-------- ESTRATTO DEL DOCUMENTO --------

Il generale alla guida del governo di Tobruk è sostenuto dalla Russia e dall'Egitto

Accordo tra Libia e Italia. Haftar avvisa: non ci impegna

Stringere accordi sui migranti con un personaggio irrilevante come il premier libico Fayez al-Serraj non è solo inutile, ma anche potenzialmente dannoso. Per capirlo, e farlo capire al premier Paolo Gentiloni, non ci voleva la sfera di cristallo. Ora a rendere il tutto più evidente ci pensa il governo di Tobruk che, proprio ieri, ha dichiarato nulla e non vincolante l'intesa con l'Italia. Non esiste «alcun obbligo morale o materiale» legato a questo accordo - fa sapere il Parlamento basato nell'Est della Libia - perché il governo di unità e il suo primo ministro Serraj «non hanno alcuna giurisdizione».

--------

ESERCIZI -
a. Rispondi alle seguenti domande sull'articolo dedicato all'accordo tra Libia e Italia.
(i) Da quali paesi è sostenuto il generale alla guida del governo di Tobruk?
(ii) Come ha definito ieri il governo di Tobruk l'intesa con l'Italia?
(iii) Secondo il Parlamento basato nell'Est della Libia, che cosa non hanno il governo di unità e Serraj?
b. Ripeti le righe dell'elenco che iniziano con quella contenente "Where can you find the potted" e finiscono con quella contenente "pixel 131 348", estremi compresi.

-------- MATERIALE DI LAVORO --------

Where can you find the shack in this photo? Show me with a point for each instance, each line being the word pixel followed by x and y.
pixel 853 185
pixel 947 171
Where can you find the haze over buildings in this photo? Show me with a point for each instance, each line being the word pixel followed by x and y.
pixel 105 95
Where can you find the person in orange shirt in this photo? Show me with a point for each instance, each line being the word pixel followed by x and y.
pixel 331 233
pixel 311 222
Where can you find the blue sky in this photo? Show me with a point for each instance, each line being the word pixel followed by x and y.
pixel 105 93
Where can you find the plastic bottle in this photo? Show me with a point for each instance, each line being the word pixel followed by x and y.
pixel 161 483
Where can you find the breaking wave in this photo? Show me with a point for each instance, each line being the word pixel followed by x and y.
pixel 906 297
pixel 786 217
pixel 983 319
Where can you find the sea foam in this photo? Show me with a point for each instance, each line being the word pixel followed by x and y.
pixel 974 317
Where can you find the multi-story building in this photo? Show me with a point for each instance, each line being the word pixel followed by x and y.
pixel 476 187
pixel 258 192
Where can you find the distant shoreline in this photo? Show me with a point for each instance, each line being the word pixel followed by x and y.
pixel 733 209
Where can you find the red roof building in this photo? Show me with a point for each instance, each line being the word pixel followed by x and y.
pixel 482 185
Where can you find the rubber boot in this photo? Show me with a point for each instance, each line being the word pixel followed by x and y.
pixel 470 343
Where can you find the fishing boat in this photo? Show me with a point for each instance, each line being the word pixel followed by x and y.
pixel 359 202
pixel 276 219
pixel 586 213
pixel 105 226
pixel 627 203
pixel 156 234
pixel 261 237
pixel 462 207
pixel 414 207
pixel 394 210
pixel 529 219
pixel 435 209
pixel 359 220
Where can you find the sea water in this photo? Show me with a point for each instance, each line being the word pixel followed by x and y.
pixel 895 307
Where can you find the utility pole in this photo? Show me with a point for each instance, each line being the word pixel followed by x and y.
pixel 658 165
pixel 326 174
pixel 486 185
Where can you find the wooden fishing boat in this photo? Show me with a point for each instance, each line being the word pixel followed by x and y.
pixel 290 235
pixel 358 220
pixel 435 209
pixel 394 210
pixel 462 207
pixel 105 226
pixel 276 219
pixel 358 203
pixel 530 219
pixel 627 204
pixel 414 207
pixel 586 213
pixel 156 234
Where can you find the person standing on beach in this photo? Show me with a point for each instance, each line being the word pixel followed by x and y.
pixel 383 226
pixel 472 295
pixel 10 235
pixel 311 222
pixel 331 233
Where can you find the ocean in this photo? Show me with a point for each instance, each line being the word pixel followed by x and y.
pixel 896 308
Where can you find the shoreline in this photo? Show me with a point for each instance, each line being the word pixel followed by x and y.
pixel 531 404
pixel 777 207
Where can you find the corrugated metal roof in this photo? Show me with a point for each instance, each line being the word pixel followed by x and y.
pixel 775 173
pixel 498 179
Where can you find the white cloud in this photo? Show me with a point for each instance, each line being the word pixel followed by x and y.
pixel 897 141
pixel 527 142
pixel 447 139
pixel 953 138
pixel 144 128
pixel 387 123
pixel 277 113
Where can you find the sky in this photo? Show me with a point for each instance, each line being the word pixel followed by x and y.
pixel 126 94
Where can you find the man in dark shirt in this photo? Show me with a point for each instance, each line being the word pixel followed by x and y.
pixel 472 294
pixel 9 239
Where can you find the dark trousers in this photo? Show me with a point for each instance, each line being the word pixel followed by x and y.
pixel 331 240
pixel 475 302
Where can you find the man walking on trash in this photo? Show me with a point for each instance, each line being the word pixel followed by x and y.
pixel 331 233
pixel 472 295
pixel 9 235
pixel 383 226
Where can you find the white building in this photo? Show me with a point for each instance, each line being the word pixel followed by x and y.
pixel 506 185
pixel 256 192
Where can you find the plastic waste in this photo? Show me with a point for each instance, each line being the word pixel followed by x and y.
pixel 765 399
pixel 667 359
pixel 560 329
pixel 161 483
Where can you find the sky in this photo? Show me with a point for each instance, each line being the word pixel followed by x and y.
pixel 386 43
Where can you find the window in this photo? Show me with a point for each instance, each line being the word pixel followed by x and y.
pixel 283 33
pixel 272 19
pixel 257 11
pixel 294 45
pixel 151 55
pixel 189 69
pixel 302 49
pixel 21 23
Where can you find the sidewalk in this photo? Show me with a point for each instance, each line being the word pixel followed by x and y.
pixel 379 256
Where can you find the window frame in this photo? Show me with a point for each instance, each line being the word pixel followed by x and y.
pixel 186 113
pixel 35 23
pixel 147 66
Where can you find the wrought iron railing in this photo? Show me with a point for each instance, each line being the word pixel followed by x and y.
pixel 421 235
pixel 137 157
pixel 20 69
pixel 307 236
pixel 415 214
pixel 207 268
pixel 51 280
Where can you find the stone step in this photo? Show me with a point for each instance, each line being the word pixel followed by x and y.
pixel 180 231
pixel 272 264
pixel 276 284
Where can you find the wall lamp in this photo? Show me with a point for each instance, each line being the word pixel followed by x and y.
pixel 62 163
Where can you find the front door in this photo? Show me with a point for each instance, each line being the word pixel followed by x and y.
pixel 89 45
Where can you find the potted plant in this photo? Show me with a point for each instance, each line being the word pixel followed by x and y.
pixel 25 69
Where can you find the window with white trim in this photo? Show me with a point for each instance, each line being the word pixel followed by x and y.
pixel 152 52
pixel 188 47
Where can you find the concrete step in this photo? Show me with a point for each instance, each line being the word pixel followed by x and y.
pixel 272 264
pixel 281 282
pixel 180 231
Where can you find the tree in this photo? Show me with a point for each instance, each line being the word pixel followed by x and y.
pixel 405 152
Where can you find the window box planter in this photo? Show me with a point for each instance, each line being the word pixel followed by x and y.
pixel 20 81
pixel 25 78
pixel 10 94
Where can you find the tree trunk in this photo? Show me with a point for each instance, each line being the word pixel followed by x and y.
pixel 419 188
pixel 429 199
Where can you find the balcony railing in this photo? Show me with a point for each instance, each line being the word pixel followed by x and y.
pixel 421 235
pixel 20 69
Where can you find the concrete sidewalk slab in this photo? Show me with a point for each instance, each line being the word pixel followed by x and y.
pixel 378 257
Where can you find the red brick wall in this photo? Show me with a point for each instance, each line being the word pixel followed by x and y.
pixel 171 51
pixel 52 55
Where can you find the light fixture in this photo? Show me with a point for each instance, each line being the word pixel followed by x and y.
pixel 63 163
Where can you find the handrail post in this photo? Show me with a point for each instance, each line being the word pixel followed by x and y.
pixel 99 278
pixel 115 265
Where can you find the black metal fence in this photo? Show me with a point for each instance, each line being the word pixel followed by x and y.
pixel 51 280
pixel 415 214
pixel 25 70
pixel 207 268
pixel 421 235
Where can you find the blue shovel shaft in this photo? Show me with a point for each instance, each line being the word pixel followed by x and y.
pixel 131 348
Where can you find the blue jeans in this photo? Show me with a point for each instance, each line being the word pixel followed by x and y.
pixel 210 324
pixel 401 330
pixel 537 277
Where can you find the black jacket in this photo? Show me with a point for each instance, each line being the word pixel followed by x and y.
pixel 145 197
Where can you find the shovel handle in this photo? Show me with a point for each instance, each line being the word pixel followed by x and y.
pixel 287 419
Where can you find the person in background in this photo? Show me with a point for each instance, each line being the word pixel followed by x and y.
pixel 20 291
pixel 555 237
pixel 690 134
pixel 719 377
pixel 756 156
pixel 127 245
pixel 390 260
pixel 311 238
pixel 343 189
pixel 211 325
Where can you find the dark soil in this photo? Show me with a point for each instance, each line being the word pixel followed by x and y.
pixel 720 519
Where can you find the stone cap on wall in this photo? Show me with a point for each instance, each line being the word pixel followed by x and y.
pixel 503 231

--------

SOLUZIONI -
a.
(i) Dalla Russia e dall'Egitto.
(ii) Nulla e non vincolante.
(iii) Non hanno alcuna giurisdizione.

b.
Where can you find the potted plant in this photo? Show me with a point for each instance, each line being the word pixel followed by x and y.
pixel 25 69
Where can you find the window with white trim in this photo? Show me with a point for each instance, each line being the word pixel followed by x and y.
pixel 152 52
pixel 188 47
Where can you find the concrete step in this photo? Show me with a point for each instance, each line being the word pixel followed by x and y.
pixel 272 264
pixel 281 282
pixel 180 231
Where can you find the tree in this photo? Show me with a point for each instance, each line being the word pixel followed by x and y.
pixel 405 152
Where can you find the window box planter in this photo? Show me with a point for each instance, each line being the word pixel followed by x and y.
pixel 20 81
pixel 25 78
pixel 10 94
Where can you find the tree trunk in this photo? Show me with a point for each instance, each line being the word pixel followed by x and y.
pixel 419 188
pixel 429 199
Where can you find the balcony railing in this photo? Show me with a point for each instance, each line being the word pixel followed by x and y.
pixel 421 235
pixel 20 69
Where can you find the concrete sidewalk slab in this photo? Show me with a point for each instance, each line being the word pixel followed by x and y.
pixel 378 257
Where can you find the red brick wall in this photo? Show me with a point for each instance, each line being the word pixel followed by x and y.
pixel 171 51
pixel 52 55
Where can you find the light fixture in this photo? Show me with a point for each instance, each line being the word pixel followed by x and y.
pixel 63 163
Where can you find the handrail post in this photo? Show me with a point for each instance, each line being the word pixel followed by x and y.
pixel 99 278
pixel 115 265
Where can you find the black metal fence in this photo? Show me with a point for each instance, each line being the word pixel followed by x and y.
pixel 51 280
pixel 415 214
pixel 25 70
pixel 207 268
pixel 421 235
Where can you find the blue shovel shaft in this photo? Show me with a point for each instance, each line being the word pixel followed by x and y.
pixel 131 348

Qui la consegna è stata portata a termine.